Material provided:

== Segment start ==

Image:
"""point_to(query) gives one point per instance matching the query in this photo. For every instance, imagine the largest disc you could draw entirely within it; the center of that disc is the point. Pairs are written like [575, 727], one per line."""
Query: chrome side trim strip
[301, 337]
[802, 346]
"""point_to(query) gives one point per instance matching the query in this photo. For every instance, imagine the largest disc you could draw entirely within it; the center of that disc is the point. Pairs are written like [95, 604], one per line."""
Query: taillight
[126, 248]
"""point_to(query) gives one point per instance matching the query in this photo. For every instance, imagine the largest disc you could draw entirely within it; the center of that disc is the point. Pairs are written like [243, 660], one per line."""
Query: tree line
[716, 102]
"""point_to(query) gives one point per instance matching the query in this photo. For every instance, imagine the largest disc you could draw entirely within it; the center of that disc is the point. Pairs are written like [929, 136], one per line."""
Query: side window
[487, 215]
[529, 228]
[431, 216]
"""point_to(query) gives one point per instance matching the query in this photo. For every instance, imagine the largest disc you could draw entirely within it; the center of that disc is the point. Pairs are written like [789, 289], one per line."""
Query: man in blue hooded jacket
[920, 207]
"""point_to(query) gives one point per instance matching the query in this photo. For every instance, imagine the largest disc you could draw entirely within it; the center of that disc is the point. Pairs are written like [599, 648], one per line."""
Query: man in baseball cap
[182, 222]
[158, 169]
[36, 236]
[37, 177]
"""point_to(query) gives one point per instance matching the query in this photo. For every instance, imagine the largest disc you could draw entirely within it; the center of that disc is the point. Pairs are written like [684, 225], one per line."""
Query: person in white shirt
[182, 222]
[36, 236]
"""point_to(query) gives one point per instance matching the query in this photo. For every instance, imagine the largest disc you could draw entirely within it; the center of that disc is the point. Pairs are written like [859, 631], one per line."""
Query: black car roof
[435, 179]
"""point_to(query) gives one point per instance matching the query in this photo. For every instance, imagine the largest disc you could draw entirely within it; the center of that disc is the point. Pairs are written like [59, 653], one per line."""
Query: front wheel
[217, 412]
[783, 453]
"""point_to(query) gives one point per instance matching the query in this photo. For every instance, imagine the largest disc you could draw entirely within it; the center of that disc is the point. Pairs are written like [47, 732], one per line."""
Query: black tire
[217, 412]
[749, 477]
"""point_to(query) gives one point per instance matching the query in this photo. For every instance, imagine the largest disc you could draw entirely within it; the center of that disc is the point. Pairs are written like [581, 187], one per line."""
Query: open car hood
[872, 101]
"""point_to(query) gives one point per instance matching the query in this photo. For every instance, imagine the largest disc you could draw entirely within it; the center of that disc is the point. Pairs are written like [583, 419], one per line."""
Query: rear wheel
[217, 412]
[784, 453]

== Segment end ==

Exercise instructions:
Each line from the one containing "[47, 732], one" to the end of the entries above should be copied exactly, and no other line.

Finished task:
"""point_to(query) gives one point per instance matching the query in this photo. For every instance, imagine the largest disc you could draw entirely within it; the center of that disc is the point. Pairs are written like [47, 732], one per line."""
Query: black tire
[217, 412]
[749, 477]
"""point_to(query) gives one point per instance matching the query in this photo. For every instance, imagine the largest disc you could draw entirely within it; the center of that disc is the point. Pairs are written like [581, 187], one per line."""
Query: open car hood
[872, 101]
"""point_to(query) gives one point per instance matching the query in this photo. For every instance, imagine the largest disc you could draw entirely within it; the center of that disc is the point. Pairs are written like [583, 419], one per line."""
Query: rear wheel
[217, 412]
[784, 453]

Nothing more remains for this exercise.